▸ **EXCERTO DO TEXTO**
Foram quase duas horas de um espetáculo emotivo, intenso e de grande partilha.
Foi no passado dia 11 de setembro, sexta-feira, que Mayra Andrade voltou a pisar uma das salas mais nobres do país, o Coliseu do Porto. Inicialmente agendado para abril, o concerto da digressão mundial Manga finalmente realizou-se depois de ter sido adiado devido ao Estado de Emergência.
O público foi entrando no recinto a conta-gotas, respeitando todas as normas e esforços do staff para garantir o distanciamento e consequente segurança dos presentes. E foi já com uma hora de atraso que a artista cabo-verdiana entrou em palco num Coliseu do Porto lotado (dentro do possível) debaixo de uma enorme ovação.
“Afeto” deu início a um espetáculo que seria carregado de emoções, depois de uma longa paragem forçada da cantora. São tempos desafiantes para a cultura, pelo que foi caloroso poder assistir ao regresso de Mayra Andrade, nome incontornável da música a nível internacional que assinala em 2020 uns já incríveis 20 anos de carreira.
Desafiante foi também para o público que teve de se manter durante todo o espetáculo sentado e com algum afastamento dos seus entes queridos (e, claro está, com a máscara social). Não é, de todo, tarefa fácil manter a contenção perante a intensidade de temas como a “Vapor di Imigrason”, “Segredu”, “Manga” ou “Pull Up”.
Mas os presentes iam interagindo da forma possível: um pezinho a bater no soalho do Coliseu, a anca gingando numa curta deambulação pela cadeira, e os braços, esses sim, soltos. Tão soltos como Mayra em palco. A presença é gigante. A atuação é brilhante, tão brilhante quanto o seu vestido.

▸ **TAREFA 1**
Responda a estas perguntas sobre o texto do concerto de Mayra Andrade no Coliseu do Porto:
(a) Em que dia se realizou o concerto?
(b) Que tema abriu o espetáculo?
(c) Quantos anos de carreira assinala a cantora em 2020?
▸ **TAREFA 2**
Prossiga o texto sobre o concerto de Mayra Andrade no Coliseu do Porto a partir do ponto em que termina.

▸ **ENTRADAS FORNECIDAS**
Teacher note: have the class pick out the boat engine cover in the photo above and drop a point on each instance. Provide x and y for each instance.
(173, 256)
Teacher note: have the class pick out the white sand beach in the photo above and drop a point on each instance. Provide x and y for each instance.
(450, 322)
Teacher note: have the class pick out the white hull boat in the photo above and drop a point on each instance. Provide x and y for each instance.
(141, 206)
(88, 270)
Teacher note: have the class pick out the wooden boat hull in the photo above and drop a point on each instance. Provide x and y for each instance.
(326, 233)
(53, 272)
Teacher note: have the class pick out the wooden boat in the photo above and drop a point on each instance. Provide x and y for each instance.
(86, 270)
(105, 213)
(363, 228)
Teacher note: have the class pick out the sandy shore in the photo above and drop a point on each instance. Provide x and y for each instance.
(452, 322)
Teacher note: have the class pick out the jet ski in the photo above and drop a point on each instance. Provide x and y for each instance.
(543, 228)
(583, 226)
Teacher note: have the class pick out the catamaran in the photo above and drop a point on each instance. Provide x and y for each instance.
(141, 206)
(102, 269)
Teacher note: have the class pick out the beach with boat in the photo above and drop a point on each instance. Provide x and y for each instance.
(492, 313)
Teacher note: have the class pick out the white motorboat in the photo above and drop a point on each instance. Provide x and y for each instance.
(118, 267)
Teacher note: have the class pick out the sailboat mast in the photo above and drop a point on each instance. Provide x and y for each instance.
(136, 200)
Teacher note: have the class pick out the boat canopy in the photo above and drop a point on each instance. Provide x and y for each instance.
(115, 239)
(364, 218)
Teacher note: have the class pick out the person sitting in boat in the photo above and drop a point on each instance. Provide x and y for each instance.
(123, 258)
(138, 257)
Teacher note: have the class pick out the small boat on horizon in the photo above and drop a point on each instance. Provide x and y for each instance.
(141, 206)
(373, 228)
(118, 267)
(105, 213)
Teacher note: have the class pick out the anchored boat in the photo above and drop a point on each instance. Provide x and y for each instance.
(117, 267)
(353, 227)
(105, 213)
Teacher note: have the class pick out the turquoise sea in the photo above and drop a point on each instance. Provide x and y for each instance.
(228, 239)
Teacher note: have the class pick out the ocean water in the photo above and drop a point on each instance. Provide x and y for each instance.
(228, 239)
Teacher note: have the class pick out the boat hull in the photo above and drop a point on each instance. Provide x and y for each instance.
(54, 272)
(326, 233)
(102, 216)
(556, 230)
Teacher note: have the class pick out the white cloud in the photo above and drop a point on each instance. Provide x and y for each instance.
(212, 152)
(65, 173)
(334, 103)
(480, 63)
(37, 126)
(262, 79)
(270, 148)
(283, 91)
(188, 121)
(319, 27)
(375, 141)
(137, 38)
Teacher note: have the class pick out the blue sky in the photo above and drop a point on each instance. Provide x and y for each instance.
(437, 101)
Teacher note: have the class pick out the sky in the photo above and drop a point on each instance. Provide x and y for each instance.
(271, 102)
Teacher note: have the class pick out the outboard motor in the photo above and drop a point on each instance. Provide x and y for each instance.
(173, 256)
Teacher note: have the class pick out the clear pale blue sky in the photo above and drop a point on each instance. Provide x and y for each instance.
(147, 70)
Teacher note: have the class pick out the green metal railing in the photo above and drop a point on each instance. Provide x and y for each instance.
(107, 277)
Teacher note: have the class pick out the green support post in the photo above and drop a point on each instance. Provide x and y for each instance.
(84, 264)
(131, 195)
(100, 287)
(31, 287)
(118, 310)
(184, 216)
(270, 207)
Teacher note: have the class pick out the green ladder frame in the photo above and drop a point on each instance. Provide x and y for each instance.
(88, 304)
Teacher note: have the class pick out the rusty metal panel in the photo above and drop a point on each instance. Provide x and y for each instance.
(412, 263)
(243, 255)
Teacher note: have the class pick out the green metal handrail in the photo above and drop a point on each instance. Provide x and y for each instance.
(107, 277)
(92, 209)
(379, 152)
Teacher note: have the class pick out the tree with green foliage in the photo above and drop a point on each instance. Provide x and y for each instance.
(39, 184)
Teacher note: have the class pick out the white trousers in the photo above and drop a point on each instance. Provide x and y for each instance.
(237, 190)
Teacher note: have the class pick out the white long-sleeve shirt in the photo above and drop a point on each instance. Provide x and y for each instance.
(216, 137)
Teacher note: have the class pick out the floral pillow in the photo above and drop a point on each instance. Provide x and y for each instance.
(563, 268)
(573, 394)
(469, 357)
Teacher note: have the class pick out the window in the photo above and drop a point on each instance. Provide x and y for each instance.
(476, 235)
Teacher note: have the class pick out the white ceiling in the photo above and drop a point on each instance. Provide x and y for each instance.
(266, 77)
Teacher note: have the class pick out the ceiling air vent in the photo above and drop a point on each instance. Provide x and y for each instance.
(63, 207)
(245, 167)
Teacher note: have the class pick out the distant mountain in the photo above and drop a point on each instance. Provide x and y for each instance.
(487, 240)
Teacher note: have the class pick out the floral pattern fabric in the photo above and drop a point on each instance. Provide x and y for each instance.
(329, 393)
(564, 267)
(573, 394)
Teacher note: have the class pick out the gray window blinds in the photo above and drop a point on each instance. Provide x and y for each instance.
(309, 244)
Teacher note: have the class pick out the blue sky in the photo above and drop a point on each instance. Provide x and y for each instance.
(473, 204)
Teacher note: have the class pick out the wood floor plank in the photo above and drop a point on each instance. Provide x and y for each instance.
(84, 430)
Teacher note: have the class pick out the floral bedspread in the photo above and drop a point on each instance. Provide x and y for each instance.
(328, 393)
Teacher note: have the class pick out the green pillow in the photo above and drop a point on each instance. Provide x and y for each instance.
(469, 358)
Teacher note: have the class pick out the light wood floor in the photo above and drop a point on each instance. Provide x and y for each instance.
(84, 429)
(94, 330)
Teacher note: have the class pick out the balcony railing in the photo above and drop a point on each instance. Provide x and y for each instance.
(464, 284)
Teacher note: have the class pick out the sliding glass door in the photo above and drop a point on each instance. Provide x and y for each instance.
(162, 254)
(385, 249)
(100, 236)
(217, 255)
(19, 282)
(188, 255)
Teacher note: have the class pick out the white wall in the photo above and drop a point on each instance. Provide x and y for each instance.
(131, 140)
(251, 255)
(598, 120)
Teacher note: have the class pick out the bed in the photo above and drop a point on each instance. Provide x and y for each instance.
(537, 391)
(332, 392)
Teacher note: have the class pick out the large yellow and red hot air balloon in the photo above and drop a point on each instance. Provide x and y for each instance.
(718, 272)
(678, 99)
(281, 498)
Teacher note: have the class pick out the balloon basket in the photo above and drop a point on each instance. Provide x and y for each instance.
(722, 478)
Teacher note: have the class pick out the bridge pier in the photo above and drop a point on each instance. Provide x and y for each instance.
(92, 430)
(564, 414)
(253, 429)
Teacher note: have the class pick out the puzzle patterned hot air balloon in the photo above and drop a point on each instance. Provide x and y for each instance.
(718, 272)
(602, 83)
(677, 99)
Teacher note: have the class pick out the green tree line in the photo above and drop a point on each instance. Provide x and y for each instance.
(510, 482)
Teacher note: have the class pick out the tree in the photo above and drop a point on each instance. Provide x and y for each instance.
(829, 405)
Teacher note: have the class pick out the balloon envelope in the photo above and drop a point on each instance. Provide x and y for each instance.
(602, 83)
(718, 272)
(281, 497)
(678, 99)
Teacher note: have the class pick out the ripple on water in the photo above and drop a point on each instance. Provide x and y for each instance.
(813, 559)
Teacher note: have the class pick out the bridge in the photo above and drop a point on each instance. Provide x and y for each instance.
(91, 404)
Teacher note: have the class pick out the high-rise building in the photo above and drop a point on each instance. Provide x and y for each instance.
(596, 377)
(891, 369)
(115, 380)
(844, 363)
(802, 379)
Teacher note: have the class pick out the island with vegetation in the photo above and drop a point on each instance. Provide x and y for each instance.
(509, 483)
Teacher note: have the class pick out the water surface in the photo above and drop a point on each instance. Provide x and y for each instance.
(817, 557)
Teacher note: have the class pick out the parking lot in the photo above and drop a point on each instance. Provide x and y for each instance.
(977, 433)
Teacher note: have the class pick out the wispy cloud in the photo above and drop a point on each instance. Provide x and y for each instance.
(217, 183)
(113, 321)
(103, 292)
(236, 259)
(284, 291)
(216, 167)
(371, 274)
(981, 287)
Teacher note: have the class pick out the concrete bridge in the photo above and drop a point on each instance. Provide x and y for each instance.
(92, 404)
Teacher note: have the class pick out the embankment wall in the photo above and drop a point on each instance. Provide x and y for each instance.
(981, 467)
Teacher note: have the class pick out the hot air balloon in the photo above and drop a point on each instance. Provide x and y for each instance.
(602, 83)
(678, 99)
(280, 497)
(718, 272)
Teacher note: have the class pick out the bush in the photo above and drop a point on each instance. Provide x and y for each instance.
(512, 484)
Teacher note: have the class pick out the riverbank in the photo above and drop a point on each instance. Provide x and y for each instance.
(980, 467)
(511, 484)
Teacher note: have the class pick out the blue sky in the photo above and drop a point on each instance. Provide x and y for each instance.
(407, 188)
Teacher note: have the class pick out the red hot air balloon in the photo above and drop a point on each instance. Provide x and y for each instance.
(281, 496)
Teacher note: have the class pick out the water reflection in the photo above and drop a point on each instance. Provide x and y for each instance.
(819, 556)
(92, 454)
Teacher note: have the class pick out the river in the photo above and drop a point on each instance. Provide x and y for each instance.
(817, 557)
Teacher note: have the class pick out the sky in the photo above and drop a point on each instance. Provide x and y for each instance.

▸ **RESPOSTA 1**
(a) A 11 de setembro, uma sexta-feira.
(b) "Afeto".
(c) 20 anos.

▸ **RESPOSTA 2**
O público portuense mostrou o seu agrado ao mais recente álbum Manga, lançado em 2019, onde somos contemplados com uma mescla de sonoridades que vão desde o afrobeat, passando pela música urbana e ritmos tradicionais cabo-verdianos. Um álbum cantado em português e crioulo cabo-verdiano que foi gravado entre Paris e Abidjan, na Costa do Marfim.
Mais emoções estavam reservadas para os dois encores com que a artista decidiu brindar os presentes. Orlando Pantera e Kaka Barbosa (músicos cabo-verdianos e influências na música de Mayra Andrade) foram homenageados com as canções “Reserva Para Dois” e “Ilha de Santiago”.
E numa altura em que algum público já se tinha dirigido para a saída, eis que Mayra surpreende e volta a entrar em palco para terminar com o belíssimo e arrepiante tema “Guardar Mais”, com composição de Sara Tavares, que aborda com imenso carinho o papel da “vóvó Eugénia” na vida da artista.
Foram quase duas horas de um espetáculo emotivo, intenso e de grande partilha. Não está a ser um ano favorável para nenhum setor devido à pandemia, mas principalmente para a cultura, e eventos como estes são urgentes para manter a chama acesa de um ramo constantemente negligenciado e pouco apoiado.